### TASK OBJECTIVE
Pick up the Gradformer project description below right after its last sentence and continue it in the same style.
━━ TEXT BLOCK ━━
/Gradformer

Code for IJCAI'24 paper: Gradformer: Graph Transformer with Exponential Decay

Primary LanguagePython

Gradformer: Graph Transformer with Exponential Decay

Implementation for IJCAI'24 paper: Gradformer: Graph Transformer with Exponential Decay

Overview

image

This paper presents Gradformer, a method innovatively integrating GT with the intrinsic inductive bias by applying an exponential decay mask to the attention matrix. Specifically, the values in the decay mask matrix diminish exponentially, correlating with the decreasing node proximities within the graph structure. This design enables Gradformer to retain its ability to capture information from distant nodes while focusing on the graph's local details. Furthermore, Gradformer introduces a learnable constraint into the decay mask, allowing different attention heads to learn distinct decay masks. Such an design diversifies the attention heads, enabling a more effective assimilation of diverse structural information within the graph.
━━━
━━ SUPPLIED DATA ━━
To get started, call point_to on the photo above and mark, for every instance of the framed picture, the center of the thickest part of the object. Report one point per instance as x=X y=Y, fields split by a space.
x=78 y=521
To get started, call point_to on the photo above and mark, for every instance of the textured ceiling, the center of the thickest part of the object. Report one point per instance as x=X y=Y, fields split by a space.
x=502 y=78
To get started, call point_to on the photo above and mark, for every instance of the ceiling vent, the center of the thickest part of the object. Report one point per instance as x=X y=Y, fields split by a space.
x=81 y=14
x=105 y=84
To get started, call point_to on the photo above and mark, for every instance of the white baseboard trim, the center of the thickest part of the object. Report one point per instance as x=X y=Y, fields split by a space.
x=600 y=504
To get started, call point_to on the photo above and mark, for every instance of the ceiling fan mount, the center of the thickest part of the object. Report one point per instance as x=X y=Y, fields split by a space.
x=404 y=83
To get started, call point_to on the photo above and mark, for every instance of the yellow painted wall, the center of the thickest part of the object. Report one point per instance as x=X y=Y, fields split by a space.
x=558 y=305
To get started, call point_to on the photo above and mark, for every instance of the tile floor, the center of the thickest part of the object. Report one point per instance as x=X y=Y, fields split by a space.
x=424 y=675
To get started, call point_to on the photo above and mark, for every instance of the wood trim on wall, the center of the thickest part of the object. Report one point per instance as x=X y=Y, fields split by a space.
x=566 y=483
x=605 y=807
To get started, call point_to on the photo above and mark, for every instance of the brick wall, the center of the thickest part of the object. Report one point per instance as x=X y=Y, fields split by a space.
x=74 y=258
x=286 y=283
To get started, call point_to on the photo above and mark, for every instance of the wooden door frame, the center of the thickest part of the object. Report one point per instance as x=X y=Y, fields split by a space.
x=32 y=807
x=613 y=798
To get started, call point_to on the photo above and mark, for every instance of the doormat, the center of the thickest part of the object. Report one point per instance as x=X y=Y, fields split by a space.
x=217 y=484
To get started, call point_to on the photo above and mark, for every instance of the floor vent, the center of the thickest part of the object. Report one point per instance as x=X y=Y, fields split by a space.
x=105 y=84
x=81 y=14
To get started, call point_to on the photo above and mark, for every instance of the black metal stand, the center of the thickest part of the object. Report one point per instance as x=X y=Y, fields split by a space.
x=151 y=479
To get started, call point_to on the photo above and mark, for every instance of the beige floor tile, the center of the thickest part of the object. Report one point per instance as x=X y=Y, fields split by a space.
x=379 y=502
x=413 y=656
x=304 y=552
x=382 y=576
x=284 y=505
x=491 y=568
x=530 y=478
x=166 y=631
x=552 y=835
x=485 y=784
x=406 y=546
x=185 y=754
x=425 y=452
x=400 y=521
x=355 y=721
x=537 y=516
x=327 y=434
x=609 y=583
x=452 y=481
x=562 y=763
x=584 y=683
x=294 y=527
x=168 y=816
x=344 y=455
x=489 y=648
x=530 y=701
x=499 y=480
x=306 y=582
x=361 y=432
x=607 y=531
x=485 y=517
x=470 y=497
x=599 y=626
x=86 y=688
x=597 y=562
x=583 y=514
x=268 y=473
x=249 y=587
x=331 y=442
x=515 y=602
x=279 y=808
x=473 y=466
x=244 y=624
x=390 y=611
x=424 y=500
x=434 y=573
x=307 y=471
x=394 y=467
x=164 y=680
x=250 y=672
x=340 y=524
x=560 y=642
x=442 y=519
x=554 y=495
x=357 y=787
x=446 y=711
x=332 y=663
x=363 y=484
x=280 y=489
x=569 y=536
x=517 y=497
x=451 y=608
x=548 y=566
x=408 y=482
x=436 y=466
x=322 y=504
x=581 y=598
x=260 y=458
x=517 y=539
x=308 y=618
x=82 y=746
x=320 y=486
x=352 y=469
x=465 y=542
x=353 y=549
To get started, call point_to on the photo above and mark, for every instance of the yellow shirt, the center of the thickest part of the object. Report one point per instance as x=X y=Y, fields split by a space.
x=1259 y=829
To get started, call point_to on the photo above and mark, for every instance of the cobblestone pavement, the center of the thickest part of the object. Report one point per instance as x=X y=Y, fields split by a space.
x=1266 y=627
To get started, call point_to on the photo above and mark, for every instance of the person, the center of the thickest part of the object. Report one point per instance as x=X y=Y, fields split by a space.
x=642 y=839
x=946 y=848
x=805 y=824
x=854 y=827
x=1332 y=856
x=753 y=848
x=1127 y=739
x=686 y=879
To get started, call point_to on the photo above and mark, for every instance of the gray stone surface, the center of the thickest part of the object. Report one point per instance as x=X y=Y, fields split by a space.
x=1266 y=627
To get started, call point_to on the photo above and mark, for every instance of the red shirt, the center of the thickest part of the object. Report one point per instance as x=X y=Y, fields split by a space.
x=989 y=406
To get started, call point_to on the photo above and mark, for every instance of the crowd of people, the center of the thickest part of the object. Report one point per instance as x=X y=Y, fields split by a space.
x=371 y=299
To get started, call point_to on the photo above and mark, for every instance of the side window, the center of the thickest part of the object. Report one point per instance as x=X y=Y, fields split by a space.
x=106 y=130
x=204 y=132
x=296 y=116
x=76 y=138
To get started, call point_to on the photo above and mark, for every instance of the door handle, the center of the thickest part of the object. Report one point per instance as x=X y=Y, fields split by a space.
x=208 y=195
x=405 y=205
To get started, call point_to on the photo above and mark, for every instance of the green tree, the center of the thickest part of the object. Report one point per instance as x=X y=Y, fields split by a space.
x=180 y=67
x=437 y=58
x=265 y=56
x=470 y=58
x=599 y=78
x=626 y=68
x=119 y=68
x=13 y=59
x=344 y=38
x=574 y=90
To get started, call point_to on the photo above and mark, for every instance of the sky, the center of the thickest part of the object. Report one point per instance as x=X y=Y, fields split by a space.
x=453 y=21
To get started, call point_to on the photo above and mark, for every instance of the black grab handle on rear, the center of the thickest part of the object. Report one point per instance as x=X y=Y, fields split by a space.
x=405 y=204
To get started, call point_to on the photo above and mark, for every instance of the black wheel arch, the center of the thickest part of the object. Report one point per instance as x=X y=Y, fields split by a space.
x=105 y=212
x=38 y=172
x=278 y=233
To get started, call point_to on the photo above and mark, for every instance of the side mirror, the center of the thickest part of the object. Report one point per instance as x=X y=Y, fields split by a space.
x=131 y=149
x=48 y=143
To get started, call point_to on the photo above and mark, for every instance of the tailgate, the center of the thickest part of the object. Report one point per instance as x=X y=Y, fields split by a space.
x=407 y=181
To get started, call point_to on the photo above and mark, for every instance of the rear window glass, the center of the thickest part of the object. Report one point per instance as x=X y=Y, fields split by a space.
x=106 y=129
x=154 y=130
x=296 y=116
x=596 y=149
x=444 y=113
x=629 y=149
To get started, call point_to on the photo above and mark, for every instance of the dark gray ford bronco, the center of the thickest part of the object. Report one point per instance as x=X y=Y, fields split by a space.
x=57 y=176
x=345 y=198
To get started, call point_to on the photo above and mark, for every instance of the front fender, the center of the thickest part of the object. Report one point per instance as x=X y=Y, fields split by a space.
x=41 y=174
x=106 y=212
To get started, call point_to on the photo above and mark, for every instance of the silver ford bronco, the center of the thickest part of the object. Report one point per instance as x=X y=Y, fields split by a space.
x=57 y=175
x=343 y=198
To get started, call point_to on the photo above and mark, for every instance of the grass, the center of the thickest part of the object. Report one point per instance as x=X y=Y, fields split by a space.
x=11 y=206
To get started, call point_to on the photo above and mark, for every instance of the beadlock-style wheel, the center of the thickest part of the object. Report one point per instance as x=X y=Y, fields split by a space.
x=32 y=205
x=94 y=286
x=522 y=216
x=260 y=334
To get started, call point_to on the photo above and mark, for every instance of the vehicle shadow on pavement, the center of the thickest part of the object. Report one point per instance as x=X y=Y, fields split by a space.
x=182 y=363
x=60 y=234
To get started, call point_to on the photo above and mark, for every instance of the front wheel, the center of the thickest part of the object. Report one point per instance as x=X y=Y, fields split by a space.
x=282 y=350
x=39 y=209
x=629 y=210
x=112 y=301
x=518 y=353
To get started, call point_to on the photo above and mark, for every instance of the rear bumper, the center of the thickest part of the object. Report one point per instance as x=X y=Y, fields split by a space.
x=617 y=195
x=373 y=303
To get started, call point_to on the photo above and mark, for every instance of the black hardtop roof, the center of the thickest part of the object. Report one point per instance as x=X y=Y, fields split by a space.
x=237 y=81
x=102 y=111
━━━
### WRITTEN RESPONSE
Python environment setup with Conda

conda create -n gradformer python=3.11
conda activate gradformer
conda install pytorch==2.1.0 torchvision==0.16.0 torchaudio==2.1.0 pytorch-cuda=11.8 -c pytorch -c nvidia
conda install pyg -c pyg
pip install rdkit-pypi cython
pip install ogb
pip install configargparse
pip install pyg_lib torch_scatter torch_sparse torch_cluster torch_spline_conv -f https://data.pyg.org/whl/torch-2.1.0+cu118.html

Running Gradformer

conda activate gradformer
# Running Gradformer tuned hyperparameters for TuDataset.
sh ./scripts/run_nci1.sh 
# Running Gradformer tuned hyperparameters for ogbg-molhiv.
sh ./scripts/run_hiv.sh 
# Running Gradformer tuned hyperparameters for CLUSTER.
sh ./scripts/run_cluster.sh 

Supported datasets:

  • TuDataset: NCI1, PROTEINS, MUTAG, IMDB-BINARY, COLLAB
  • GNN Benchmarking: ZINC, CLUSTER, PATTERN
  • OGB: ogbg-molhiv

Baselines

Datasets

Datasets mentioned above will be downloaded automatically using PyG's API when running the code.

Gradformer is built using PyG and GraphGPS.